:: Task 1 ::
Reproduce the passage of the patch discussion below word for word, starting at "I've sent out" and ending at "insertion(+), 1 deletion(-)".
:: Task 2 ::
Return each line of the records below that contains the word "boulder".

:: Source text ::
[Start]

I tested both your suggestion as well as modifying UCSI driver to set 
the scope.  Both worked.

I've sent out v2 modifying the scope for UCSI driver.  If for some 
reason that ends up not working out we can revert to your generic 
suggestion.

https://lore.kernel.org/linux-usb/20231005175230.232764-1-mario.limonciello@amd.com/T/#m9543f1f2c3767c0e88135c2e3f15ced65cfdf004

> -- Sebastian
> 
>>>>    drivers/power/supply/power_supply_core.c | 2 +-
>>>>    1 file changed, 1 insertion(+), 1 deletion(-)
>>>>
>>>> diff --git a/drivers/power/supply/power_supply_core.c b/drivers/power/supply/power_supply_core.c
>>>> index d325e6dbc770..3de6e6d00815 100644
>>>> --- a/drivers/power/supply/power_supply_core.c
>>>> +++ b/drivers/power/supply/power_supply_core.c
>>>> @@ -349,7 +349,7 @@ static int __power_supply_is_system_supplied(struct device *dev, void *data)

[End]

:: Dataset records ::

[Start]

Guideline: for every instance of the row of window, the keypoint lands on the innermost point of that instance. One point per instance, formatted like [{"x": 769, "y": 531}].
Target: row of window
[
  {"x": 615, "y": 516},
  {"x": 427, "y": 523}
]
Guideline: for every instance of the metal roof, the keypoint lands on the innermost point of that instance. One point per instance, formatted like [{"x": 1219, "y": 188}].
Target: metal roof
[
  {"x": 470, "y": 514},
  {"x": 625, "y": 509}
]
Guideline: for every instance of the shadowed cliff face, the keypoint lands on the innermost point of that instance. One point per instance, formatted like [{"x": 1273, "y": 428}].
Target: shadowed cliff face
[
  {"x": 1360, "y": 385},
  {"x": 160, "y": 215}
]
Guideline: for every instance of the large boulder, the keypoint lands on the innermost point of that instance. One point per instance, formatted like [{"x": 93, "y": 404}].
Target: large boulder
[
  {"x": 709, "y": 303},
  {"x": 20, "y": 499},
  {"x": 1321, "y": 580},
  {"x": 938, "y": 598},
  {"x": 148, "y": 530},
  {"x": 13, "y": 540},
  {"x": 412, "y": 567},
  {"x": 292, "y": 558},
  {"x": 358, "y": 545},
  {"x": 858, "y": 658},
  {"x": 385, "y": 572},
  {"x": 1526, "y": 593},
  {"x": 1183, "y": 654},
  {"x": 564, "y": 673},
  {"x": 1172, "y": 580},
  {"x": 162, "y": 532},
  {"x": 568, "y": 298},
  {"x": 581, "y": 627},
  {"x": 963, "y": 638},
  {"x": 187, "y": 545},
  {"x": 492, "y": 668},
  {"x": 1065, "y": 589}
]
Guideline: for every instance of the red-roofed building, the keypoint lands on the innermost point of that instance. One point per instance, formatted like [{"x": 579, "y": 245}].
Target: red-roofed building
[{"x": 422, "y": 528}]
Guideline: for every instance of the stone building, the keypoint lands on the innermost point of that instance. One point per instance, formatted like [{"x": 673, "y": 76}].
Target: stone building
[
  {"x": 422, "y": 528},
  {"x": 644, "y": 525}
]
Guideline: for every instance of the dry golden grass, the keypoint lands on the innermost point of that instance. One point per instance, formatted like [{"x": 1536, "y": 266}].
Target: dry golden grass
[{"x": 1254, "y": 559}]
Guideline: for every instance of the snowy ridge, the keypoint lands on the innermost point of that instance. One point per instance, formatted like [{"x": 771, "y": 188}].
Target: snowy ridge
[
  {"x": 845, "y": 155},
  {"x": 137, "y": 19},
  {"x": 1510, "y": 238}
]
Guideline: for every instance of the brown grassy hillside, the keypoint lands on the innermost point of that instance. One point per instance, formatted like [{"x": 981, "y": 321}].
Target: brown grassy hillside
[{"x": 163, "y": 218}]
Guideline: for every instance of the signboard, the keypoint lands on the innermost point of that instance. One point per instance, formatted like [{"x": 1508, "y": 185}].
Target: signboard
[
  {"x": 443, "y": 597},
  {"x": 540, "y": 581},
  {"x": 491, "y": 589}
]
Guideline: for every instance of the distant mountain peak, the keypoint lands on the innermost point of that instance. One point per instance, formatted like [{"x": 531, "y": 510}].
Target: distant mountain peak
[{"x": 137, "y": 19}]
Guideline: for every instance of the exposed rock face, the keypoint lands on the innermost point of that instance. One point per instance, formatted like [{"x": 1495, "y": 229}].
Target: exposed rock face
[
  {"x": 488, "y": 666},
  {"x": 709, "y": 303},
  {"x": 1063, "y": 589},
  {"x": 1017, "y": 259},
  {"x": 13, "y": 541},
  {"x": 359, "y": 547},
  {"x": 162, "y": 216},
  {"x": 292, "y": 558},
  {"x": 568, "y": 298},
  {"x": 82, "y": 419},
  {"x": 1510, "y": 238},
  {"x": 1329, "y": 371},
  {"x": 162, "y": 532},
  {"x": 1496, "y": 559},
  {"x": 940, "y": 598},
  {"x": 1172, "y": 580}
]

[End]

:: Written answer 1 ::
I've sent out v2 modifying the scope for UCSI driver.  If for some 
reason that ends up not working out we can revert to your generic 
suggestion.

https://lore.kernel.org/linux-usb/20231005175230.232764-1-mario.limonciello@amd.com/T/#m9543f1f2c3767c0e88135c2e3f15ced65cfdf004

> -- Sebastian
> 
>>>>    drivers/power/supply/power_supply_core.c | 2 +-
>>>>    1 file changed, 1 insertion(+), 1 deletion(-)

:: Written answer 2 ::
Guideline: for every instance of the large boulder, the keypoint lands on the innermost point of that instance. One point per instance, formatted like [{"x": 93, "y": 404}].
Target: large boulder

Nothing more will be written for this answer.